Problem to solve. Format everything from the line containing "detection_target: shiny ring surface" down to the line containing "694,585 -> 843,725", both included, as a numbered list with blank lines omitted.

Dataset records:
▬▬▬▬▬▬

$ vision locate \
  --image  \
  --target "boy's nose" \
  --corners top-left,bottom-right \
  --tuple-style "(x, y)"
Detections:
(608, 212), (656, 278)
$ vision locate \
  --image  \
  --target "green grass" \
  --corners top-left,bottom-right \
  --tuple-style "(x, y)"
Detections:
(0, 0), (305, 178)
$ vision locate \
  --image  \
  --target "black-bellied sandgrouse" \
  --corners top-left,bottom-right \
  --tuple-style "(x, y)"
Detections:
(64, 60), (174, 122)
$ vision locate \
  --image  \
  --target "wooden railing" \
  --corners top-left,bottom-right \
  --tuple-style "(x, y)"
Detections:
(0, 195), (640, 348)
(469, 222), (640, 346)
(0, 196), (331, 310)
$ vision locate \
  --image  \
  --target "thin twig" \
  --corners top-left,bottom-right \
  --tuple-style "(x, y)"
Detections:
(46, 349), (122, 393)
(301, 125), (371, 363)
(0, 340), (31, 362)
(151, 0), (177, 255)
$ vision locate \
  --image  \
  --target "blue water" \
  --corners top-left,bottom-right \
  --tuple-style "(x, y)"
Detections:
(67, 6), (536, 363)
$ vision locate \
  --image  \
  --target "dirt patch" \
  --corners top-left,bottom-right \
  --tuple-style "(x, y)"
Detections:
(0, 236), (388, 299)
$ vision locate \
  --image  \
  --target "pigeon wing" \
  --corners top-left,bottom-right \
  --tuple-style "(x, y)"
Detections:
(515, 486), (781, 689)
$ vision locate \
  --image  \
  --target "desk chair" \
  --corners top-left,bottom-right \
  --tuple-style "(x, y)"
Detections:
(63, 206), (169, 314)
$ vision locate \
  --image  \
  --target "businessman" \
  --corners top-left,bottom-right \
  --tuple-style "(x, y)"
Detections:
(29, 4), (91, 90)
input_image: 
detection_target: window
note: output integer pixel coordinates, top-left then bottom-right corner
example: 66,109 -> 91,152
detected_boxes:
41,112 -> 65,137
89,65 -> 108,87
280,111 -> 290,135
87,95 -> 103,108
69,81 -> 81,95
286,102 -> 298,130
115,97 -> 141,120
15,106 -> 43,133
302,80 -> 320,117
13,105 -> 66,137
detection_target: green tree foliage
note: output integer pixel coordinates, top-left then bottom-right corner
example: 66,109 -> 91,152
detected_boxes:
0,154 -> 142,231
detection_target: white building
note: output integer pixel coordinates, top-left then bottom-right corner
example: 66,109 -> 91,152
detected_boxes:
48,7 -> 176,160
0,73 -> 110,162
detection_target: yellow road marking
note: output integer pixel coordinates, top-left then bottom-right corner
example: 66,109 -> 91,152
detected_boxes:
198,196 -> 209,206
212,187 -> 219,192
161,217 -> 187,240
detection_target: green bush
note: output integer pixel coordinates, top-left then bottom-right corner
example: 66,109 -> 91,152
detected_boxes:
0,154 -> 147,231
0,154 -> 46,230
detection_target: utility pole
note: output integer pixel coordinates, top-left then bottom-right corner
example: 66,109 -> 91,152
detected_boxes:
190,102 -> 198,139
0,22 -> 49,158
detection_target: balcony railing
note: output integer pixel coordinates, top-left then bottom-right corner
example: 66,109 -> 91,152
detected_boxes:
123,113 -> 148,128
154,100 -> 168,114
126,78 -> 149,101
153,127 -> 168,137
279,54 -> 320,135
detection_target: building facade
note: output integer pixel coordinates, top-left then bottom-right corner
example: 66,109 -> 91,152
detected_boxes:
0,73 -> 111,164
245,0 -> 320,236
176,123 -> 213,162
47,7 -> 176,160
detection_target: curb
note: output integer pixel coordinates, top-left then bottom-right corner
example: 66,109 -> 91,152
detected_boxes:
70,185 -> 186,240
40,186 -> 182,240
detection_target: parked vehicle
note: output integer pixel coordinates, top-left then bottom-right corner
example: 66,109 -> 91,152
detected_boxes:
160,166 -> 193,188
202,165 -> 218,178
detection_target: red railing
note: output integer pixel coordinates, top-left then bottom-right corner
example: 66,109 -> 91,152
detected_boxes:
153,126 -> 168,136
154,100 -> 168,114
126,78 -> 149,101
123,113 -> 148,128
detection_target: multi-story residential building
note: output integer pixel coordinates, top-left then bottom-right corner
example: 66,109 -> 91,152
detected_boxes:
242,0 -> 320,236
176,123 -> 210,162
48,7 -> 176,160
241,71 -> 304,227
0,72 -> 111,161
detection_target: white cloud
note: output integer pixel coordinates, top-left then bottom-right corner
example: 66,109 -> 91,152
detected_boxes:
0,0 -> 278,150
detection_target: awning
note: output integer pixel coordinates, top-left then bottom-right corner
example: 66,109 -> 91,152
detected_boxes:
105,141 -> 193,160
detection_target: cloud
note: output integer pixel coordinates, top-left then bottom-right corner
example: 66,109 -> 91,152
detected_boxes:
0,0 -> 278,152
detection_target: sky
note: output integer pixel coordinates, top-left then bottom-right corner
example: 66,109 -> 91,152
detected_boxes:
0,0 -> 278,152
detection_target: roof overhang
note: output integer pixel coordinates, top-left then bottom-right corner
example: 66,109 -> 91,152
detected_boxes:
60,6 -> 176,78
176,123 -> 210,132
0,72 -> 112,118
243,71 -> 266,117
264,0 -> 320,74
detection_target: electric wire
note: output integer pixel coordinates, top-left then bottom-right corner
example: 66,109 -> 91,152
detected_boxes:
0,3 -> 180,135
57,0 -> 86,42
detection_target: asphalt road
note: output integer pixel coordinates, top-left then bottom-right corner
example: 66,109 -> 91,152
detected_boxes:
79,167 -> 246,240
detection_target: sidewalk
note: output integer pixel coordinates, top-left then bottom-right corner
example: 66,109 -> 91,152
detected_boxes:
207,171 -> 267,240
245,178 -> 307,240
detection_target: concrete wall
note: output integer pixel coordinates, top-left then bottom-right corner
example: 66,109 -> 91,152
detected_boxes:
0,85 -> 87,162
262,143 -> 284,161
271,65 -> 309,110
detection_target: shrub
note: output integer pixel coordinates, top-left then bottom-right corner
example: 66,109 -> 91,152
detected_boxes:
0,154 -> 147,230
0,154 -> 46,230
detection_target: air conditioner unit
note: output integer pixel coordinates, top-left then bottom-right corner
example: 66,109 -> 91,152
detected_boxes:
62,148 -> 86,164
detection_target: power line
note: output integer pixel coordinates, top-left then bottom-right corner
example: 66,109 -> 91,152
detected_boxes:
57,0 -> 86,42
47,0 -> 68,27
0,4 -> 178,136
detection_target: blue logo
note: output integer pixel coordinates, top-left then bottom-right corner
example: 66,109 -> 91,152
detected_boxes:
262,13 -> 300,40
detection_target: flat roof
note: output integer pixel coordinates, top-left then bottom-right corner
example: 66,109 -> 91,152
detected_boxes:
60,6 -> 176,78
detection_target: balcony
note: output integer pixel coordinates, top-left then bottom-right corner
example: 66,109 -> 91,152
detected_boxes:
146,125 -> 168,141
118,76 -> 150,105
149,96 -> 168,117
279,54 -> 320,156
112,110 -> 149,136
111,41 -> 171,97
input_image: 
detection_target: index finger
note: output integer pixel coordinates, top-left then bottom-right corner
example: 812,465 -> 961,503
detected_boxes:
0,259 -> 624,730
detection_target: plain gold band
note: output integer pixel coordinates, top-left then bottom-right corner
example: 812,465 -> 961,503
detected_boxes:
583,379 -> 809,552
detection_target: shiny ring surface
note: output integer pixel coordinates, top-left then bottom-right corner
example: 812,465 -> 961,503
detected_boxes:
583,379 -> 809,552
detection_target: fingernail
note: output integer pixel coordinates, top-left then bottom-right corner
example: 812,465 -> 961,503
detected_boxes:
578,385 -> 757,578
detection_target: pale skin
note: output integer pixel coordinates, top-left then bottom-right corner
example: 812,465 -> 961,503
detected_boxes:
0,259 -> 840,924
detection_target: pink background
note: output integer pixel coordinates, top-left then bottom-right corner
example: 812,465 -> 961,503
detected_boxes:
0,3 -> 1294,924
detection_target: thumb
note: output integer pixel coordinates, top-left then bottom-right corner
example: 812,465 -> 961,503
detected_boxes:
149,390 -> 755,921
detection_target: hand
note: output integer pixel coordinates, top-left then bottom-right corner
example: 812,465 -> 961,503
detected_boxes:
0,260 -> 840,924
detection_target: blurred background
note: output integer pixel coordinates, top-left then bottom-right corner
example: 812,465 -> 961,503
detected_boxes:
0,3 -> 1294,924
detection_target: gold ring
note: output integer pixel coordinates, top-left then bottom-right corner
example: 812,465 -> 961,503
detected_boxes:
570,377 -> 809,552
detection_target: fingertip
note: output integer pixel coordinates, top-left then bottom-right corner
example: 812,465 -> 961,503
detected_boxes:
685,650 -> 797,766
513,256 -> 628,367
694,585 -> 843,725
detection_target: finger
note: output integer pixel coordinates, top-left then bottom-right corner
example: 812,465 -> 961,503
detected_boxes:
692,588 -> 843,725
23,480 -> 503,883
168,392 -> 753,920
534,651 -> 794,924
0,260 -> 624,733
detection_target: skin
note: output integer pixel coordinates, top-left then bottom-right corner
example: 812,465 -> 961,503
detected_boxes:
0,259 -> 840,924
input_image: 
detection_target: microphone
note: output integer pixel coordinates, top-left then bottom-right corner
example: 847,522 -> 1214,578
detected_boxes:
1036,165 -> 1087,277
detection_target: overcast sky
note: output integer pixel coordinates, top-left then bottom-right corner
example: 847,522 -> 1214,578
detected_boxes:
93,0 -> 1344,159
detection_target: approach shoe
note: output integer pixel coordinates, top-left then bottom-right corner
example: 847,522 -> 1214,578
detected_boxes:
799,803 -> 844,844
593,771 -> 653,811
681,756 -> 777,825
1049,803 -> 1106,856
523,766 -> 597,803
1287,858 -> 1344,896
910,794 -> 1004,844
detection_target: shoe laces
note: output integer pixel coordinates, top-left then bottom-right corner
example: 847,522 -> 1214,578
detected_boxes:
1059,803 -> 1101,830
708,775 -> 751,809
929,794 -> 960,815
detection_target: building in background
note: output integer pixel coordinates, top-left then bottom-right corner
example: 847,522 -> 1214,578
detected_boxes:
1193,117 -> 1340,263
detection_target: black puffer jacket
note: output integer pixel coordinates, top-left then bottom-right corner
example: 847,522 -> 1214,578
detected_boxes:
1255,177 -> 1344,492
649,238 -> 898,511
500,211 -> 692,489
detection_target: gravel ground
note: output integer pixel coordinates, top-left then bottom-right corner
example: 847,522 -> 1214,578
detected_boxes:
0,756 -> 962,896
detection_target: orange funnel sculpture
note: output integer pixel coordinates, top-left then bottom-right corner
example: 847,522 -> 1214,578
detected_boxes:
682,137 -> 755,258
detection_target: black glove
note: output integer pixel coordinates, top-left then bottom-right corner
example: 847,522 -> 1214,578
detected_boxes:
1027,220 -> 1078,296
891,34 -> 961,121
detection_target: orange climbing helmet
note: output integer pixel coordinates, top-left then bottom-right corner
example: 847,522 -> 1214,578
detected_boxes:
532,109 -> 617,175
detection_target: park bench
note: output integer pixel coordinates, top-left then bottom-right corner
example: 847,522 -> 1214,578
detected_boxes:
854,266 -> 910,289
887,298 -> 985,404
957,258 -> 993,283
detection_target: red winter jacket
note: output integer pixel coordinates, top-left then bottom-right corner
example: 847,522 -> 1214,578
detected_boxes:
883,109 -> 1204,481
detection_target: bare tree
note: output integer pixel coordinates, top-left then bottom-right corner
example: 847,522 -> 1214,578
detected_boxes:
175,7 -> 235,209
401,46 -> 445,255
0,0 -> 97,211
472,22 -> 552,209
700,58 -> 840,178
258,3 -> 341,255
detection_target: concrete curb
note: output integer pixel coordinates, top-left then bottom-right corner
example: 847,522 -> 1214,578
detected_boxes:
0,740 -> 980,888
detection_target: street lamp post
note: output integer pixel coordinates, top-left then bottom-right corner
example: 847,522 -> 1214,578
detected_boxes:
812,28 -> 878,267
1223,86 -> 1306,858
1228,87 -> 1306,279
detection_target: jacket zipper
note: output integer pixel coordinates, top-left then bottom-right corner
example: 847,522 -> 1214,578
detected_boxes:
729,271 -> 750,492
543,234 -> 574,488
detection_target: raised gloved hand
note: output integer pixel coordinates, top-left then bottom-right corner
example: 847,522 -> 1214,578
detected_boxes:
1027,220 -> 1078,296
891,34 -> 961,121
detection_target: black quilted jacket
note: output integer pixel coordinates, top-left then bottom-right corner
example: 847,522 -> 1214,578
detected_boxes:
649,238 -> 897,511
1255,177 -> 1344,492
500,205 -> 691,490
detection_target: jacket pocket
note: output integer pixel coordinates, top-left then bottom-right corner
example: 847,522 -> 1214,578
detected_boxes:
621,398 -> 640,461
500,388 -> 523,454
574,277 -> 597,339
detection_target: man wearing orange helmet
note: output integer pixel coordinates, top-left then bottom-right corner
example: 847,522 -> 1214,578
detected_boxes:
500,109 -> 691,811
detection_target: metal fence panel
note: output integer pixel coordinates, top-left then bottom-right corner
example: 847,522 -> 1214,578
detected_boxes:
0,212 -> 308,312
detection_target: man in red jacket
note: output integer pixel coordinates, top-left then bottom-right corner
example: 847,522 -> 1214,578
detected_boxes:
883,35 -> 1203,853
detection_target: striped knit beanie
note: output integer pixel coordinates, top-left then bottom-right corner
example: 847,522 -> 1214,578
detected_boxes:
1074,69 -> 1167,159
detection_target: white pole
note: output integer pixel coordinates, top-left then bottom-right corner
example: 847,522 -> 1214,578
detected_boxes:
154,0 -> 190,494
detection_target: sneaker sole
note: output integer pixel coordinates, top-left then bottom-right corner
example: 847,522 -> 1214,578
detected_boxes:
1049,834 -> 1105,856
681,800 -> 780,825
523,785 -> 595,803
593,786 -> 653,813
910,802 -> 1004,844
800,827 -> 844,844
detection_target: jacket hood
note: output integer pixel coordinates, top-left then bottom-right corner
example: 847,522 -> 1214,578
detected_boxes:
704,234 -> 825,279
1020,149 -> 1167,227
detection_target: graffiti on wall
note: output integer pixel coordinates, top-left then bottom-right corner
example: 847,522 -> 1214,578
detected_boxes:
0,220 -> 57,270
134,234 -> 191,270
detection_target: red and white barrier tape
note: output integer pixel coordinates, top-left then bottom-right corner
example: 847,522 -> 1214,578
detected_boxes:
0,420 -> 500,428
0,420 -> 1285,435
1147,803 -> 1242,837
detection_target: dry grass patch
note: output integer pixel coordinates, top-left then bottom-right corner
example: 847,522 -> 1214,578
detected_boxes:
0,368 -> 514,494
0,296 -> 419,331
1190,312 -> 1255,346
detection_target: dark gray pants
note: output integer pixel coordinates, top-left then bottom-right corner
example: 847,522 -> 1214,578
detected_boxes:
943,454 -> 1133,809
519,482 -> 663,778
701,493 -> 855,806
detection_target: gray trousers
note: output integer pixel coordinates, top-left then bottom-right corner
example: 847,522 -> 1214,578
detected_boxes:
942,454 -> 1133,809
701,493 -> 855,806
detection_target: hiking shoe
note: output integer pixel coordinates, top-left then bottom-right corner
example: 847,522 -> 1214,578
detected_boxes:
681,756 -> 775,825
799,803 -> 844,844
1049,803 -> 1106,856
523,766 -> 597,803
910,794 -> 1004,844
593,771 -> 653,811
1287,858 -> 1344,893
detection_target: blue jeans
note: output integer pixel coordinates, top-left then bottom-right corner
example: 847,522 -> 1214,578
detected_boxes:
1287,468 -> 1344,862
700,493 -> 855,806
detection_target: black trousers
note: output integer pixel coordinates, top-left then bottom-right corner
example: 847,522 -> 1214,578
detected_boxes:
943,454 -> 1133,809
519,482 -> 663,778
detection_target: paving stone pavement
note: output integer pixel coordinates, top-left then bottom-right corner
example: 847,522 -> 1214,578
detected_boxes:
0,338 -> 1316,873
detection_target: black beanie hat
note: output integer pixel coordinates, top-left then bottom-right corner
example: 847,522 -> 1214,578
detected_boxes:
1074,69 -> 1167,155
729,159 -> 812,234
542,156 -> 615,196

▬▬▬▬▬▬

Result of this exercise.
1. detection_target: shiny ring surface
2. note: output integer pixel coordinates, top-left then bottom-right corner
3. example: 812,465 -> 961,503
4. detected_boxes:
5. 583,379 -> 809,552
6. detection_target: fingernail
7. note: output integer pixel coordinates, top-left then bottom-right corner
8. example: 812,465 -> 961,503
9. detected_boxes:
10. 578,385 -> 757,578
11. detection_target: pale skin
12. note: output integer pixel coordinates, top-left then bottom-right corner
13. example: 812,465 -> 961,503
14. detected_boxes:
15. 0,259 -> 840,924
16. detection_target: pink background
17. note: output integer pixel coordinates, top-left then bottom-right corner
18. example: 812,465 -> 961,503
19. detected_boxes:
20. 0,3 -> 1294,924
21. detection_target: thumb
22. note: output integer pixel coordinates, top-left then bottom-right corner
23. example: 812,465 -> 961,503
24. detected_boxes:
25. 149,390 -> 755,921
26. detection_target: hand
27. note: output integer pixel coordinates, top-left then bottom-right corner
28. example: 812,465 -> 961,503
29. detected_boxes:
30. 0,260 -> 840,924
31. detection_target: blurred background
32. note: output integer pixel coordinates, top-left then bottom-right corner
33. example: 812,465 -> 961,503
34. detected_boxes:
35. 0,3 -> 1294,924
36. detection_target: gold ring
37. note: output integer pixel coordinates, top-left then bottom-right corner
38. example: 812,465 -> 961,503
39. detected_boxes:
40. 570,377 -> 809,552
41. detection_target: fingertip
42. note: output integer pixel coordinates, top-left then bottom-right corner
43. example: 812,465 -> 961,503
44. detected_boxes:
45. 685,650 -> 797,766
46. 513,256 -> 628,367
47. 694,585 -> 843,725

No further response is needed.